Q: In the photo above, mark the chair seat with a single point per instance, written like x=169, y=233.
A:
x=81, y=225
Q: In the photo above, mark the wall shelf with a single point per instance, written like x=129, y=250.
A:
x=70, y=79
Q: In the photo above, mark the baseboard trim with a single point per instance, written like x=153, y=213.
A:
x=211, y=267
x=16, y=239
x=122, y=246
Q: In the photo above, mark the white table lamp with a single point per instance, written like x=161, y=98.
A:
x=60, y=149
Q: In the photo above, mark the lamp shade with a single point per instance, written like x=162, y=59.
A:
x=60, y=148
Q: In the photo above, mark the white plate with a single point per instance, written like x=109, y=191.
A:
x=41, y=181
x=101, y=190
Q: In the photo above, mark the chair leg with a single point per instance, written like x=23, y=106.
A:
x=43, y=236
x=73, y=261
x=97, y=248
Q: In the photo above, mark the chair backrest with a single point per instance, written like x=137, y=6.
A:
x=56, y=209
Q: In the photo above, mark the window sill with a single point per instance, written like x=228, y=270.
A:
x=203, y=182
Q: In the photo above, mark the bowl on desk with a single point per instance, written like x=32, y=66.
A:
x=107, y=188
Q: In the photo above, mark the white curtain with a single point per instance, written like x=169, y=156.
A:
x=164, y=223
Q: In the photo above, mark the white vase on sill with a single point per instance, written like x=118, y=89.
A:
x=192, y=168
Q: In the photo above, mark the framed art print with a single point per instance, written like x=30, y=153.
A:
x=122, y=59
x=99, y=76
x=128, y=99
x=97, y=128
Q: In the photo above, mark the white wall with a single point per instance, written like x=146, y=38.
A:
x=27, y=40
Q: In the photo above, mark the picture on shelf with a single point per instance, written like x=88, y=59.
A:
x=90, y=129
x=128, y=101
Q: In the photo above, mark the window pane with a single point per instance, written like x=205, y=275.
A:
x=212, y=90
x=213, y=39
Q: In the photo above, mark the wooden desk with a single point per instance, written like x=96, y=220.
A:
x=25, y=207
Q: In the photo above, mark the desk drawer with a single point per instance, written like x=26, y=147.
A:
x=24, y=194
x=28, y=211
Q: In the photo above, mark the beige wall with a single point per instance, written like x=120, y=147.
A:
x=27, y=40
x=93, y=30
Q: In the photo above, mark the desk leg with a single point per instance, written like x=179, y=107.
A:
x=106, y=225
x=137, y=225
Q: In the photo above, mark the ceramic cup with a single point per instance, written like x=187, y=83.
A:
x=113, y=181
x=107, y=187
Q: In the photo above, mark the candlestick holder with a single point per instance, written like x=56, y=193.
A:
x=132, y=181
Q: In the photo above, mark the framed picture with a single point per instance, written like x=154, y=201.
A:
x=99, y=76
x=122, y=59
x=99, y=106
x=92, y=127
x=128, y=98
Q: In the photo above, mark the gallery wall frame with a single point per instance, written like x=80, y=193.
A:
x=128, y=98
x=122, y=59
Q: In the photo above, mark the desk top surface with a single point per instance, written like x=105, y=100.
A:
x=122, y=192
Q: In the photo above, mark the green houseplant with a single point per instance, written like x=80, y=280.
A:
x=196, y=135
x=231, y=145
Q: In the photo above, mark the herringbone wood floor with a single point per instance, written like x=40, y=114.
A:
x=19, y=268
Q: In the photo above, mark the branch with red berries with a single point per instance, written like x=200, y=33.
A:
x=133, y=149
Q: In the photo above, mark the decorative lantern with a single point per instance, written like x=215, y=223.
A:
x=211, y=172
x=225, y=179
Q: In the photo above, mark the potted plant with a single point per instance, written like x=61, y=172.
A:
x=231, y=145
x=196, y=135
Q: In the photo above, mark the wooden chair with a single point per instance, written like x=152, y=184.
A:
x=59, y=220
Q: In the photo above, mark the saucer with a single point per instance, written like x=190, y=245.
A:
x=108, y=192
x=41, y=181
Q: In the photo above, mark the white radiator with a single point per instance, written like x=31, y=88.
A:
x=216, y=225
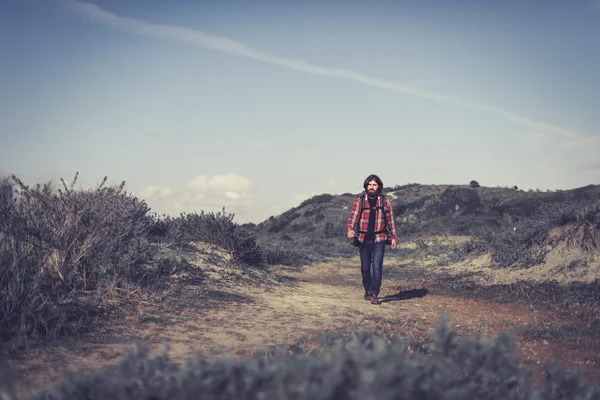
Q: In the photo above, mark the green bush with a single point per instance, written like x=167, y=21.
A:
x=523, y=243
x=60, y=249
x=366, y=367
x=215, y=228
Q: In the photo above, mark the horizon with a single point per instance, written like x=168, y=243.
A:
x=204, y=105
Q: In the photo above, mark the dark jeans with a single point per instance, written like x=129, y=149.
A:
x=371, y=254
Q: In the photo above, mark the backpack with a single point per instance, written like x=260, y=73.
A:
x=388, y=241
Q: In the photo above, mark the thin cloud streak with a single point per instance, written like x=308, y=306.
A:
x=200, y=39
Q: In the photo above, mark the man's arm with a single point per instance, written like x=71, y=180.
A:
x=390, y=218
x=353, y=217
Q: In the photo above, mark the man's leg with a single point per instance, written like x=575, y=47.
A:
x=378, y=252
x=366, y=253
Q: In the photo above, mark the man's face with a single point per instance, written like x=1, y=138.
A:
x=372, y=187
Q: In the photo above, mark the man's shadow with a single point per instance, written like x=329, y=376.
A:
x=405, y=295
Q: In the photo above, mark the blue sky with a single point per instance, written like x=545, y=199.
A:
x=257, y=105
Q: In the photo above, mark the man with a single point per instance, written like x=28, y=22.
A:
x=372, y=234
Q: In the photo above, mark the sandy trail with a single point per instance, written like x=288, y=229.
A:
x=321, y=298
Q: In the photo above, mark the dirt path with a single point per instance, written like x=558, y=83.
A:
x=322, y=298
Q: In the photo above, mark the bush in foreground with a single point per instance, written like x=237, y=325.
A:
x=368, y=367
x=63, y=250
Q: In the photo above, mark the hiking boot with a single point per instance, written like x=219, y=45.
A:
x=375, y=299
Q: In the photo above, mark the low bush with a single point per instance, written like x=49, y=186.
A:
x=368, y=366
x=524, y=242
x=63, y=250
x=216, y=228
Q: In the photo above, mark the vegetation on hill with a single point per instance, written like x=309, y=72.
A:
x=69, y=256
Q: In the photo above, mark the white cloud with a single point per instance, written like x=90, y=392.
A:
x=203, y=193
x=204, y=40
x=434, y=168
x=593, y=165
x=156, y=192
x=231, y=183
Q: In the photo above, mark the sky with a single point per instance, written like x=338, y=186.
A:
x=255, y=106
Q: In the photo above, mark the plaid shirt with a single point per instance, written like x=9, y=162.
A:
_____
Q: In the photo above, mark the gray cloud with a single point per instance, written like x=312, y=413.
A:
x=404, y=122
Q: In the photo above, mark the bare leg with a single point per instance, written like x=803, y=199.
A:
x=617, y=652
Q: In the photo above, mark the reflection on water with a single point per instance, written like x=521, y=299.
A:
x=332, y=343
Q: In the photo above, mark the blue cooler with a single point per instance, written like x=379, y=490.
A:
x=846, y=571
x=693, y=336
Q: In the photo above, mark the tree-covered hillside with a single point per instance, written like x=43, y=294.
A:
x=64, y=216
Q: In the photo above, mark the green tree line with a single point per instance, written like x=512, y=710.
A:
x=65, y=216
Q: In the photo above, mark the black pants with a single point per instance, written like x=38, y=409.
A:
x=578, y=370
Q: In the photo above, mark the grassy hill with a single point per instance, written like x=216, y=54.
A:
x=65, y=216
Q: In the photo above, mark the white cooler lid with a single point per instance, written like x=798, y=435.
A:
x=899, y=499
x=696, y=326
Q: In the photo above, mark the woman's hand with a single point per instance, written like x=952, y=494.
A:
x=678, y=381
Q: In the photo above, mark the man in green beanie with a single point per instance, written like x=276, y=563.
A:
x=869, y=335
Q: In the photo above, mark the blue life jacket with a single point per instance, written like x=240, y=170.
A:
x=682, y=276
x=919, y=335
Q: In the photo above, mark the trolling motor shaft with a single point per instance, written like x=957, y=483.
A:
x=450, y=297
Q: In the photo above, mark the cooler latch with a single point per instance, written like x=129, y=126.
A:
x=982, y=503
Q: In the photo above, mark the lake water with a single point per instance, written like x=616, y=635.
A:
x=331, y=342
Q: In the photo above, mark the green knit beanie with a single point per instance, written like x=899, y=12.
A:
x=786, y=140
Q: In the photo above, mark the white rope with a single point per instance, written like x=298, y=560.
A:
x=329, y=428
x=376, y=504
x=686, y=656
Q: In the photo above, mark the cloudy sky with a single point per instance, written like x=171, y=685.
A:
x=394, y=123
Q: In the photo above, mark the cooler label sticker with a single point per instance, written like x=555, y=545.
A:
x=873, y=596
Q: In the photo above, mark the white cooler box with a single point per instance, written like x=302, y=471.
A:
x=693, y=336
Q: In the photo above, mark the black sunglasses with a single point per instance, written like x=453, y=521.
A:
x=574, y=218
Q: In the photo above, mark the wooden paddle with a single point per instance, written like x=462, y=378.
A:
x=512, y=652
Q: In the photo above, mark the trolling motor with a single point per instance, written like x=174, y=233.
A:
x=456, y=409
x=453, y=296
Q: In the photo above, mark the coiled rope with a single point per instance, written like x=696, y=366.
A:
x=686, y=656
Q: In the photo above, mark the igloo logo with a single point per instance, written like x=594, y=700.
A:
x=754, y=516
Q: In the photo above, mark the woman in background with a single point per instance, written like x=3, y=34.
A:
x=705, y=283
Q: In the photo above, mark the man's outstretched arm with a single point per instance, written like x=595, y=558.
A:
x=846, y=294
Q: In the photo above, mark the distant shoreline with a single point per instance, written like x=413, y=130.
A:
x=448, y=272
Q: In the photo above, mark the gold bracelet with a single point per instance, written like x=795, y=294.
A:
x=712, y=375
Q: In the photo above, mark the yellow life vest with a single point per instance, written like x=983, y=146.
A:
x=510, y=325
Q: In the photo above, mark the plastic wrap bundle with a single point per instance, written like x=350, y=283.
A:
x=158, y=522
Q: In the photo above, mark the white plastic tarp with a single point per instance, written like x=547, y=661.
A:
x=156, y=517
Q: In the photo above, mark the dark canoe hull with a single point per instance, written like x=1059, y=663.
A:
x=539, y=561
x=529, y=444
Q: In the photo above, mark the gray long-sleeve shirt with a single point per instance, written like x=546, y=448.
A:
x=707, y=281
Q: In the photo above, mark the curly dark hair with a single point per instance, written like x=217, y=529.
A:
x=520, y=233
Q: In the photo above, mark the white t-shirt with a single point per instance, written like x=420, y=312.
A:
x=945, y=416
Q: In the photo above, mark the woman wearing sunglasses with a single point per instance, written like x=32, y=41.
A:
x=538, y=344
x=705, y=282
_____
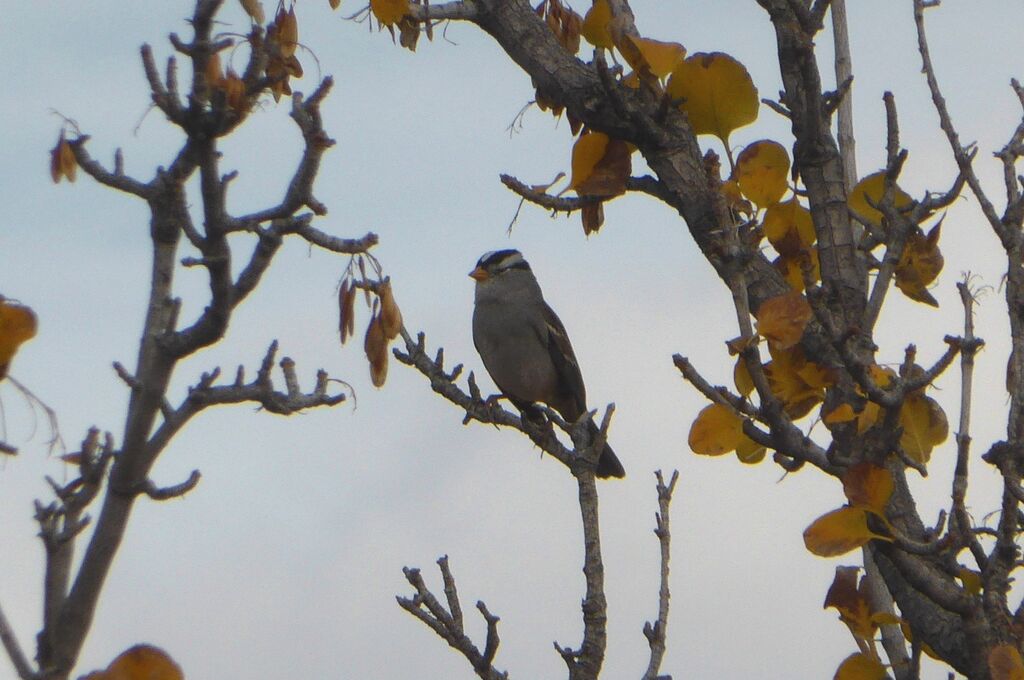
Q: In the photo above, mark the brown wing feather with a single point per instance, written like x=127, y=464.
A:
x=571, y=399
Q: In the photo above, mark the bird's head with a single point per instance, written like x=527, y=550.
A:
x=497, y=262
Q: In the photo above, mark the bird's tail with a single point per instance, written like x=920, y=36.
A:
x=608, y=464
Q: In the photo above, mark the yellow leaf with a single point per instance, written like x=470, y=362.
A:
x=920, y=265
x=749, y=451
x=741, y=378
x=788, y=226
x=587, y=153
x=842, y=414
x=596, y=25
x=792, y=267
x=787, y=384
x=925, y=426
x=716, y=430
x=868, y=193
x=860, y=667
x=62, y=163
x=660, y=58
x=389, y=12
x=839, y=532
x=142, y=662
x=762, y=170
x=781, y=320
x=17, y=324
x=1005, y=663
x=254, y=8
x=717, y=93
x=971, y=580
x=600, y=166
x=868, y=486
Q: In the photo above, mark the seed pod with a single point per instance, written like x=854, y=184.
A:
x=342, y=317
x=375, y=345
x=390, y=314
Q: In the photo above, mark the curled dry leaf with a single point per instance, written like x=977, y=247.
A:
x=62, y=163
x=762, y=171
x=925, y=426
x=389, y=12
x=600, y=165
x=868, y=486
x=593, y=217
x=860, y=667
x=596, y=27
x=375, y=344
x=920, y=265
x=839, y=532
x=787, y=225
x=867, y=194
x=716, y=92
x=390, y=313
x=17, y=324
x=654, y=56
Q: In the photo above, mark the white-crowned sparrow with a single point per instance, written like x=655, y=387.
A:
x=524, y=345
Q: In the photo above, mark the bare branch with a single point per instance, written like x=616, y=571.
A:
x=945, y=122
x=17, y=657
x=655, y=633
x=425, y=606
_____
Exercise description :: Check every line above for the word "blue" and copy those that have it.

Exercise answer ::
Q: In the photo above, mark the blue sky with a single point per instance, written like x=545, y=199.
Q: In the photo above, mark the blue cooler with a single point per instance, written like x=379, y=490.
Q: In the photo above, mark the blue life jacket with a single point per instance, written like x=240, y=170.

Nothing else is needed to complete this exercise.